§ **What is being asked**: Return, without anything added, the lines from the one containing "on the tower" through the end of the entries below, exactly as written.

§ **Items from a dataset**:
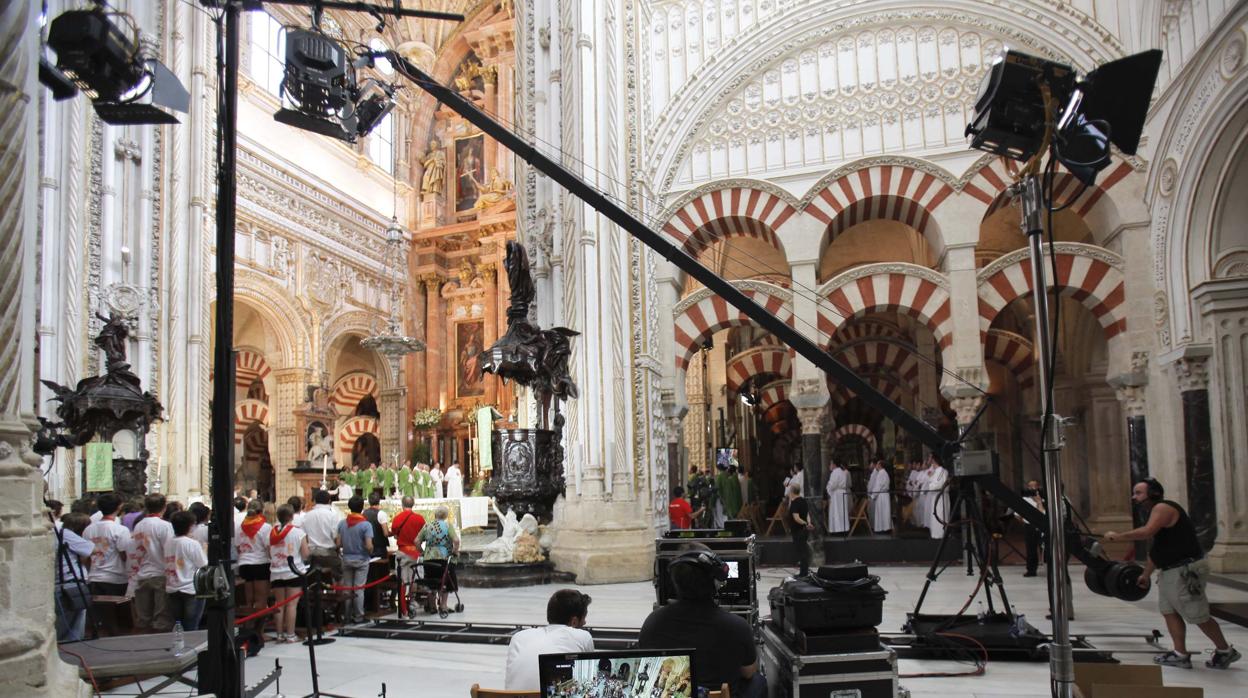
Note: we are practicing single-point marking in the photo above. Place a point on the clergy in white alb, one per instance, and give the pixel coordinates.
(881, 500)
(838, 500)
(937, 477)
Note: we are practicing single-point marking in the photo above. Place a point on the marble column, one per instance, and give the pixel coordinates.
(433, 337)
(29, 664)
(1193, 385)
(1223, 306)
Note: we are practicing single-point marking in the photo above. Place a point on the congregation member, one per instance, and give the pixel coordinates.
(110, 541)
(877, 490)
(800, 525)
(724, 649)
(202, 513)
(356, 536)
(1183, 572)
(562, 634)
(406, 527)
(71, 596)
(184, 557)
(146, 552)
(296, 505)
(251, 542)
(439, 542)
(838, 500)
(680, 512)
(287, 545)
(454, 482)
(937, 513)
(321, 525)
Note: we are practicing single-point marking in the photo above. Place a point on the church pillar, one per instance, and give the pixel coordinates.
(433, 336)
(29, 664)
(1192, 371)
(286, 442)
(1224, 315)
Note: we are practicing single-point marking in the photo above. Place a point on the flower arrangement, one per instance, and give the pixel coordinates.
(427, 418)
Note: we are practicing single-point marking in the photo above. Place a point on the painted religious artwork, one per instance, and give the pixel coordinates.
(469, 171)
(469, 336)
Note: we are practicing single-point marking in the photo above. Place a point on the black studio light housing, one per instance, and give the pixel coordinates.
(1107, 106)
(95, 56)
(320, 84)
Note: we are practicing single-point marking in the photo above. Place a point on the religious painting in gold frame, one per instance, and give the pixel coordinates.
(469, 170)
(469, 342)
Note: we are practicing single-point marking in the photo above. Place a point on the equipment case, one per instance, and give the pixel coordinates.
(853, 674)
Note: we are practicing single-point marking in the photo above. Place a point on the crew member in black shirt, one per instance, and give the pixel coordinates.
(1178, 555)
(800, 526)
(723, 643)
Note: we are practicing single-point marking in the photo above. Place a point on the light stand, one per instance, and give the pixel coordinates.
(1061, 659)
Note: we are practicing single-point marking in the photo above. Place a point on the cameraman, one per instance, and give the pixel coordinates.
(723, 642)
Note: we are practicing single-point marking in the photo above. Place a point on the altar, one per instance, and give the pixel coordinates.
(463, 512)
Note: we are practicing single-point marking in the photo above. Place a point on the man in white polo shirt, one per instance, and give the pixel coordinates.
(565, 612)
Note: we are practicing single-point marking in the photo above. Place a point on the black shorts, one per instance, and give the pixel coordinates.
(253, 572)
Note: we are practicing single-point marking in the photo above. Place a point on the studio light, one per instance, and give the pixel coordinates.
(95, 56)
(321, 88)
(1022, 95)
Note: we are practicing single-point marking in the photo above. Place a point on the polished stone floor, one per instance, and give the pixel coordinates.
(360, 667)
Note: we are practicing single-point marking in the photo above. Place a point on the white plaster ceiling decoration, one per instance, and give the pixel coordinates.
(851, 80)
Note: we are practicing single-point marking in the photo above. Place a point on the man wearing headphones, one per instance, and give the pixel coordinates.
(1178, 555)
(723, 643)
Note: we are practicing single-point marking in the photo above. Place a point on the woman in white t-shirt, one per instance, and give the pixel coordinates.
(184, 556)
(286, 541)
(251, 536)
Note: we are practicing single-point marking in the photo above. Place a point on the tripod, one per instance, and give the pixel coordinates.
(965, 508)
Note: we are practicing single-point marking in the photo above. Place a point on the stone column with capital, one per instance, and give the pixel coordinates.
(1192, 371)
(433, 336)
(29, 664)
(1130, 388)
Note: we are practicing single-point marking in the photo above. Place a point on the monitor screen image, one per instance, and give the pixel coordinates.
(617, 674)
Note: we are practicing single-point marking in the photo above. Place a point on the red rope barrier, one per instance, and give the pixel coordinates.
(368, 586)
(267, 611)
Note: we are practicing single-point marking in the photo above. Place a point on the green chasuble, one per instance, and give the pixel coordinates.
(729, 492)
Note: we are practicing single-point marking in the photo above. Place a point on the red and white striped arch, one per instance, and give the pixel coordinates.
(705, 314)
(352, 430)
(350, 390)
(895, 357)
(766, 360)
(855, 430)
(1012, 351)
(886, 385)
(1082, 274)
(774, 393)
(729, 212)
(248, 412)
(880, 191)
(911, 294)
(991, 180)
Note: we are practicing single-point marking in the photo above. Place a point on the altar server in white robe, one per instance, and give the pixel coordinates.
(937, 512)
(454, 482)
(919, 515)
(881, 500)
(838, 500)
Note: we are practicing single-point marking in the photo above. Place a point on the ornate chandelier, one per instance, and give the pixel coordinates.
(388, 339)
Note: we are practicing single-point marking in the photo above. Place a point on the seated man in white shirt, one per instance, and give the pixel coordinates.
(565, 612)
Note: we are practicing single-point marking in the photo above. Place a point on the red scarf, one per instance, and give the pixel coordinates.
(251, 525)
(277, 536)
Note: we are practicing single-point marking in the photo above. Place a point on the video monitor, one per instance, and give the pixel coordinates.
(633, 673)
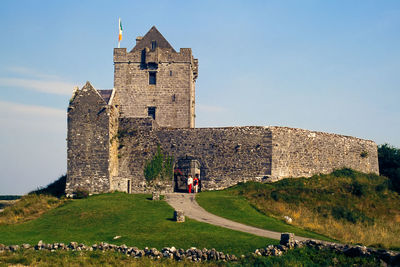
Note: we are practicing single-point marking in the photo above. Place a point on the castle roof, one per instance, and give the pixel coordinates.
(153, 35)
(105, 94)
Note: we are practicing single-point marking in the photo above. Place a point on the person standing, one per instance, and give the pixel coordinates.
(190, 183)
(196, 183)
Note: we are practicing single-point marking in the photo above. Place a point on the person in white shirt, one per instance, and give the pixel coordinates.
(190, 183)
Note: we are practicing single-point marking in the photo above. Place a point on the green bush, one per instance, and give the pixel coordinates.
(389, 164)
(56, 188)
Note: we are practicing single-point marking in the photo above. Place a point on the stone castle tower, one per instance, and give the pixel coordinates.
(112, 134)
(154, 80)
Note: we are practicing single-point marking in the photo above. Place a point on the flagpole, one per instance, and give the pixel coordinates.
(119, 32)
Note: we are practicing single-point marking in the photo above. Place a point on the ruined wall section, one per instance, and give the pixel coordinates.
(138, 144)
(298, 152)
(113, 126)
(226, 155)
(88, 142)
(174, 92)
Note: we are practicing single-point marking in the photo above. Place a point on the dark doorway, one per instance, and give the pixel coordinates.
(151, 112)
(183, 168)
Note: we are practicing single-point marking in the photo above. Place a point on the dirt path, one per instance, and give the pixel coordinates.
(191, 209)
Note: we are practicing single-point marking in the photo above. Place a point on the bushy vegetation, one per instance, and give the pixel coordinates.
(56, 188)
(345, 205)
(9, 197)
(389, 164)
(308, 257)
(138, 220)
(28, 207)
(159, 167)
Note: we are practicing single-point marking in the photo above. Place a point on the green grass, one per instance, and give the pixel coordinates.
(346, 205)
(235, 207)
(138, 220)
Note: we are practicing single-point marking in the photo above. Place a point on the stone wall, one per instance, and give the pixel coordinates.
(235, 154)
(226, 155)
(298, 152)
(88, 142)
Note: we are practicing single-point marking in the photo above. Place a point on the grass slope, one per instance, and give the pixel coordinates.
(345, 205)
(141, 222)
(235, 207)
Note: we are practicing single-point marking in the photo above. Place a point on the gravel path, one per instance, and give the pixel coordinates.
(191, 209)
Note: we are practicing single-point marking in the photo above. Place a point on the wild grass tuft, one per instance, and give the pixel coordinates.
(346, 205)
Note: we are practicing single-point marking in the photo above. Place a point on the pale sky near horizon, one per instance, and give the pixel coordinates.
(330, 66)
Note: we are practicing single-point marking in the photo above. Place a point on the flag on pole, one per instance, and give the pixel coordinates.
(119, 31)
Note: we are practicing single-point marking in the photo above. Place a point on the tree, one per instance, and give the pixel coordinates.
(389, 164)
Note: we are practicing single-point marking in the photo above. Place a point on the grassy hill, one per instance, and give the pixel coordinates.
(138, 220)
(345, 205)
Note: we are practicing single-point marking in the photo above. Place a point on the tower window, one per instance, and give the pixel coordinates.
(151, 112)
(152, 77)
(153, 45)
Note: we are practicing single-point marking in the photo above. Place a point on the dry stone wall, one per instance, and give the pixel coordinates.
(226, 155)
(298, 152)
(235, 154)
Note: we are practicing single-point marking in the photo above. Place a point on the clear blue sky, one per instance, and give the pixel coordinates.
(329, 66)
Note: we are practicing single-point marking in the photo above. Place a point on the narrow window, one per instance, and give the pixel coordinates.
(152, 77)
(151, 111)
(153, 45)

§ **Response area**:
Note: we are practicing single-point marking in the photo above. Place a point on the tower window, one per instance, and give the pixel coordinates.
(151, 112)
(152, 77)
(153, 45)
Note: we are practicing single-point marking in the photo above. Place a point on the dry stone wall, one per instance, and give the pixel coordinates.
(226, 155)
(298, 152)
(235, 154)
Note: we are practicing single-point marking in the photo above. Place a point on the clear blue sky, one per instance, and give the pixel coordinates.
(329, 66)
Note: we are practicing single-point marking in the photo above. Place a point on the narrow window, one per instance, and give the pixel coordinates.
(152, 77)
(151, 111)
(153, 45)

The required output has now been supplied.